* What needs to be done *
Rescale everything from the line containing "outline window" down to the line containing "M 90 82 L 111 81 L 111 37 L 109 34 L 90 37 Z", both included, and reproduce only those lines with the requests in the rows left unchanged. In the answers, multiply every coordinate by 0.2 and round each result to a whole number, rounding halves up.

━━━━━━━━━━

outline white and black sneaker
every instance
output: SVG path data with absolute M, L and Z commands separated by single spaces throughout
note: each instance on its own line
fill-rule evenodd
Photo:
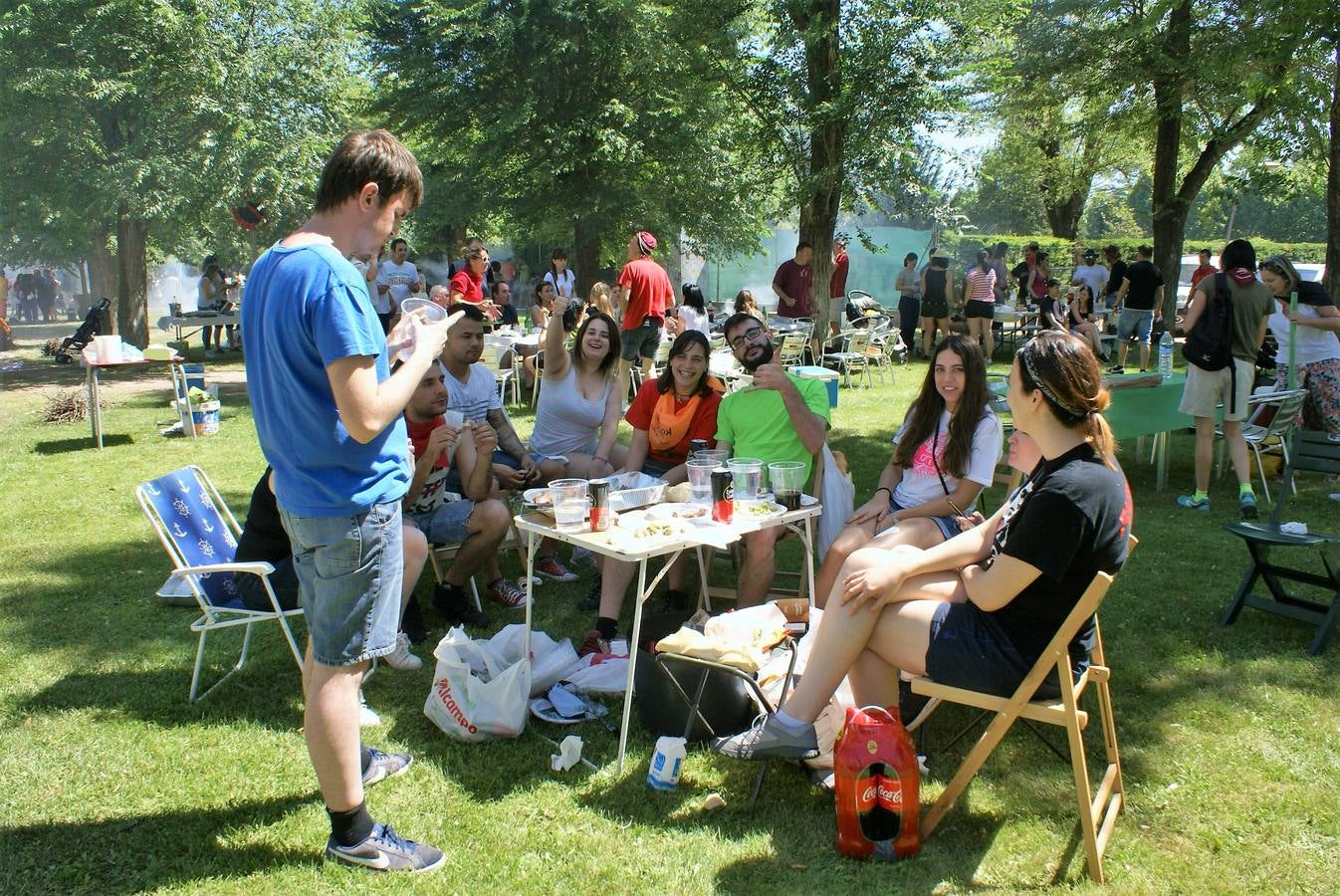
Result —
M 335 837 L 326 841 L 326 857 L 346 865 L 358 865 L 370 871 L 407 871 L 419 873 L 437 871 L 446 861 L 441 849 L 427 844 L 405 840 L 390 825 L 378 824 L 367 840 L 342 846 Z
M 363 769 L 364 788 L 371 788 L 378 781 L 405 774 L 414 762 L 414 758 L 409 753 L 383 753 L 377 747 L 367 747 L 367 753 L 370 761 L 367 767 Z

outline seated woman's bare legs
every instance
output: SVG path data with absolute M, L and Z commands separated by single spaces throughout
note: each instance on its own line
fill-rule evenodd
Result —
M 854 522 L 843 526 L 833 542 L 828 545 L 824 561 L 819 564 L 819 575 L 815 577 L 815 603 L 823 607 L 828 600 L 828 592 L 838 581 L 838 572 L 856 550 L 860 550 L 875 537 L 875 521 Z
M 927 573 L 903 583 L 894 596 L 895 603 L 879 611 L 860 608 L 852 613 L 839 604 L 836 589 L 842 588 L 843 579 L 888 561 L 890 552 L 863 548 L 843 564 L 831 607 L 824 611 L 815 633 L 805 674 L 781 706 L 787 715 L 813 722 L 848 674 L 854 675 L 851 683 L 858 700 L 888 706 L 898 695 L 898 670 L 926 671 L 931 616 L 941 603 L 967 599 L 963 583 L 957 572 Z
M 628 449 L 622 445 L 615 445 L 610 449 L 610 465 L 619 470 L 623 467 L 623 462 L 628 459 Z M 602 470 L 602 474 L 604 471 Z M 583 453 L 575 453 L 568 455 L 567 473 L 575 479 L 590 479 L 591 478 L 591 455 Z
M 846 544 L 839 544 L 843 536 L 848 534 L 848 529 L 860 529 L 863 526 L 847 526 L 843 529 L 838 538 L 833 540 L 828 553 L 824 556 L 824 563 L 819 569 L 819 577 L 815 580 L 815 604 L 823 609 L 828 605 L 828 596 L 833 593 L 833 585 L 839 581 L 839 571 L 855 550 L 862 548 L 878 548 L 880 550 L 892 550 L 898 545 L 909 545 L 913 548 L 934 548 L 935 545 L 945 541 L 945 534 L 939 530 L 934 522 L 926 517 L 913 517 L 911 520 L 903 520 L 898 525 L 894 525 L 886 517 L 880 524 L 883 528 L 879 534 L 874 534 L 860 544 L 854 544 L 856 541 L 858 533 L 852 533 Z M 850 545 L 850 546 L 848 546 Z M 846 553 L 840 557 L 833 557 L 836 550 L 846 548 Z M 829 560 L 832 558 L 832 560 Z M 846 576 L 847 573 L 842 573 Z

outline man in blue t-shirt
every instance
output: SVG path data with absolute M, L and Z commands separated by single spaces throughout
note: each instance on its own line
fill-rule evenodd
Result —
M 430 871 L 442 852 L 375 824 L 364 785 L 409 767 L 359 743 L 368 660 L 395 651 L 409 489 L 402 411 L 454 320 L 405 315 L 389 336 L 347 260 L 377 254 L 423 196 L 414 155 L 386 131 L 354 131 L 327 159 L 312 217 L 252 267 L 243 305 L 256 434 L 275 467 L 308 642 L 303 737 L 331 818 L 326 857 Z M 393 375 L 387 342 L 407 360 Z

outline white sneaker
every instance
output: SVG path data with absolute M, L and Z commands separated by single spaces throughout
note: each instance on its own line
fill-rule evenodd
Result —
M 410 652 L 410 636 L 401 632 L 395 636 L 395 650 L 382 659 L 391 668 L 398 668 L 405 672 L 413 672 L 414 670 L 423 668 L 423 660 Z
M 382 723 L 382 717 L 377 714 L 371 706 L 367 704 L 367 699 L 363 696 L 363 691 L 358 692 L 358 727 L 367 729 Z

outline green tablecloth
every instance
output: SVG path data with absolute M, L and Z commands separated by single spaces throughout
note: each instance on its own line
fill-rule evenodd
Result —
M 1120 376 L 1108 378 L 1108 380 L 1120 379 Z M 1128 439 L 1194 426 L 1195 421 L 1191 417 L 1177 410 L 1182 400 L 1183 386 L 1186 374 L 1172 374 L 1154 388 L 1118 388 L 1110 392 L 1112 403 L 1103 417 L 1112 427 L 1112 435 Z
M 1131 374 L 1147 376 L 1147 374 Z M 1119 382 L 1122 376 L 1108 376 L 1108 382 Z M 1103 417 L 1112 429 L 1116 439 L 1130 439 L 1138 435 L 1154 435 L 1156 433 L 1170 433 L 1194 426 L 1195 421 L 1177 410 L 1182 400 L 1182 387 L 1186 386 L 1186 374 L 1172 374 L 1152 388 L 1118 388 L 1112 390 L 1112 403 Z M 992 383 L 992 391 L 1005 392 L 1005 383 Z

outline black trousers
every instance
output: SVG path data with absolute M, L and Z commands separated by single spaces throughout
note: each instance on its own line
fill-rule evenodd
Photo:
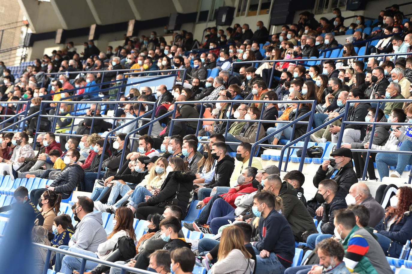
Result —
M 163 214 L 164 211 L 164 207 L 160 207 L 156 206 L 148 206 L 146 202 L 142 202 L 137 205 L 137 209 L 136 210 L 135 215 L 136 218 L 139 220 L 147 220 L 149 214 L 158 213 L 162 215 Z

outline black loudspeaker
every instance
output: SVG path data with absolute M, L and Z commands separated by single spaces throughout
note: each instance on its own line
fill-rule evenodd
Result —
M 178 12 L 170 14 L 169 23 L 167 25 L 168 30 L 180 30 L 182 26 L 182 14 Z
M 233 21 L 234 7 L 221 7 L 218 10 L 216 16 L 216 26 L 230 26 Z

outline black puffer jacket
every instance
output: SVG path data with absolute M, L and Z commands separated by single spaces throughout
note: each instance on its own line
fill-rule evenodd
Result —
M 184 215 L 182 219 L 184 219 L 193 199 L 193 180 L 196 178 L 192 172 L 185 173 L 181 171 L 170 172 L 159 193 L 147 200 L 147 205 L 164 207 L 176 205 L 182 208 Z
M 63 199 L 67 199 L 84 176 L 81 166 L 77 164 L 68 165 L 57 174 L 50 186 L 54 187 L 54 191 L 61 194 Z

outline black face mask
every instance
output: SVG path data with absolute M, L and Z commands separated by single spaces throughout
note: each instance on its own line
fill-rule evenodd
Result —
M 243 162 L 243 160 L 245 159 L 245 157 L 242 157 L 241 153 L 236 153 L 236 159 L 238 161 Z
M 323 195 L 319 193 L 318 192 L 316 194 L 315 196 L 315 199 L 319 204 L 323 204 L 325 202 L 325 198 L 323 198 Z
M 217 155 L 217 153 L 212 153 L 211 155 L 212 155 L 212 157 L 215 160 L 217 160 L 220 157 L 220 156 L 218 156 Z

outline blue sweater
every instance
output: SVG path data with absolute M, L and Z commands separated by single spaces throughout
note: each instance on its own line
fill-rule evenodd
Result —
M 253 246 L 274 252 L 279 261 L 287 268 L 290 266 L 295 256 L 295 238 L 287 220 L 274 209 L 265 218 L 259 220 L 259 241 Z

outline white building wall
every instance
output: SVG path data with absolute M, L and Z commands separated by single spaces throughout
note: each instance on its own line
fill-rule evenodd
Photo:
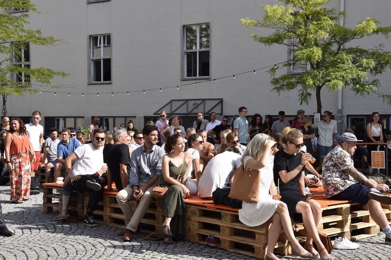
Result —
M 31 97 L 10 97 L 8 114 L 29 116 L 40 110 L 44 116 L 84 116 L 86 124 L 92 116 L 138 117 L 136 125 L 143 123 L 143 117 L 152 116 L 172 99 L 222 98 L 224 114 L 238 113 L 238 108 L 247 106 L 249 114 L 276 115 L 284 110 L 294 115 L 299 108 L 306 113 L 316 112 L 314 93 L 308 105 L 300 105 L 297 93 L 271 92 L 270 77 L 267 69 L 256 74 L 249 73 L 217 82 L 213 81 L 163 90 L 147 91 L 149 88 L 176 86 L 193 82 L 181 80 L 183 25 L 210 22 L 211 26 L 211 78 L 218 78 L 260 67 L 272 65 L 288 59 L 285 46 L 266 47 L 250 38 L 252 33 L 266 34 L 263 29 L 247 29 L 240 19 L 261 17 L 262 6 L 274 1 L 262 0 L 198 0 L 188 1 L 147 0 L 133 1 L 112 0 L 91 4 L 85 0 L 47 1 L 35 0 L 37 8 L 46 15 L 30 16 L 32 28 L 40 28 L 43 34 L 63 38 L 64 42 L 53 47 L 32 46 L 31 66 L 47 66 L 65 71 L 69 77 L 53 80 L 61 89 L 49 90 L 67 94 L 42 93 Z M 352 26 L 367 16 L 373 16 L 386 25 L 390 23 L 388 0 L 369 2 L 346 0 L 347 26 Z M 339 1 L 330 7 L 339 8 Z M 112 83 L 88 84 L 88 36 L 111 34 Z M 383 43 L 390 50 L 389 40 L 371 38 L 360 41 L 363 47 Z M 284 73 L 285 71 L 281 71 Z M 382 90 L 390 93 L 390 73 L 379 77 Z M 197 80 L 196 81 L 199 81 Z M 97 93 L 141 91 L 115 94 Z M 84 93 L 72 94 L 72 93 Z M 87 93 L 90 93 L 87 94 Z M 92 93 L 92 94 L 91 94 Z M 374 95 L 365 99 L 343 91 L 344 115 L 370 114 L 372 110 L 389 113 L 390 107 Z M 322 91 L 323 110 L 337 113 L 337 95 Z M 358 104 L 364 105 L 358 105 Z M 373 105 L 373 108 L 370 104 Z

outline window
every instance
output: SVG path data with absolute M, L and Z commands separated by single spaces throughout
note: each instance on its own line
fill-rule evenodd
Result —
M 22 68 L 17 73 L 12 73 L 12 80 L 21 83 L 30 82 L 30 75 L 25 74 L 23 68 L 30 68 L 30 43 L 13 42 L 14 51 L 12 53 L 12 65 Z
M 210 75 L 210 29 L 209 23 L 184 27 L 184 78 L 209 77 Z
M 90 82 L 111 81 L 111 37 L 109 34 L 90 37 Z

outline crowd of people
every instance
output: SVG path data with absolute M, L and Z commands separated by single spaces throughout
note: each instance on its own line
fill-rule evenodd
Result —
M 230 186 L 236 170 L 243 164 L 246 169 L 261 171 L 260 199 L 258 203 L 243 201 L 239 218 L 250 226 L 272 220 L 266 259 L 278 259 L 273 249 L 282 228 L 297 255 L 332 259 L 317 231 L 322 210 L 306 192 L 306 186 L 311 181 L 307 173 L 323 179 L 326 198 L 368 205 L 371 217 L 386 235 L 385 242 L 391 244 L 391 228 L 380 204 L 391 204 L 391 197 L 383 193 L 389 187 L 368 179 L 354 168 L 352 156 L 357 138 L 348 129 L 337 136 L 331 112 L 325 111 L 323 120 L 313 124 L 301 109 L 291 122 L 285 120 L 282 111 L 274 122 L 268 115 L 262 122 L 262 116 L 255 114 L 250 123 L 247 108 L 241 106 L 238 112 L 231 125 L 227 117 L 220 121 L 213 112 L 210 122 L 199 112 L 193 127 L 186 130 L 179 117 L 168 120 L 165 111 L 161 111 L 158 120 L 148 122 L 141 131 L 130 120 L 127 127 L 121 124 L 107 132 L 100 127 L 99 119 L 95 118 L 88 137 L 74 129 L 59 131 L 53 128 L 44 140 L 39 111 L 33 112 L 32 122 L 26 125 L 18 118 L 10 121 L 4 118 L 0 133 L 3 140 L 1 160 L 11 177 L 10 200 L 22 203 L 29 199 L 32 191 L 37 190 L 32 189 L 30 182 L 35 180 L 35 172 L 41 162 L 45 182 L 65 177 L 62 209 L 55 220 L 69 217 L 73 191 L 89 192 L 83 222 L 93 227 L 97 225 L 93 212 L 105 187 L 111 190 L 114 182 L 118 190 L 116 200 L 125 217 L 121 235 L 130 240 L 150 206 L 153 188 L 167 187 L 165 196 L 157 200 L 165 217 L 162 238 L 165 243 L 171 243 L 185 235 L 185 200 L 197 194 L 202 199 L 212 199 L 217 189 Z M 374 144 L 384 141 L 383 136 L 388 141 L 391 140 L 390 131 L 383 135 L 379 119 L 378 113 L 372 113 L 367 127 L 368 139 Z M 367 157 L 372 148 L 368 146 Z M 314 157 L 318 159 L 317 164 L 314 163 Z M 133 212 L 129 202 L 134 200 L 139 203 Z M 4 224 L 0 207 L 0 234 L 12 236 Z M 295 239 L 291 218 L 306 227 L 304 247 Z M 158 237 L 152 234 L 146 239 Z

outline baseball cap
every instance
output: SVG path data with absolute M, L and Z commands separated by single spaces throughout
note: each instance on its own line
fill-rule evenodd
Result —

━━━━━━━━━━

* In response *
outline window
every instance
output: SVG path data with absolute M, L and Z commands separated by single spaces throughout
note: each instance on its own line
fill-rule evenodd
Result —
M 4 14 L 3 15 L 2 15 L 2 16 L 4 17 L 6 16 L 6 15 L 5 15 L 5 14 L 6 14 L 6 9 L 3 8 L 3 10 L 2 11 L 2 13 Z
M 42 15 L 42 6 L 42 5 L 37 5 L 37 16 L 42 15 Z
M 18 16 L 22 16 L 22 7 L 22 7 L 18 7 Z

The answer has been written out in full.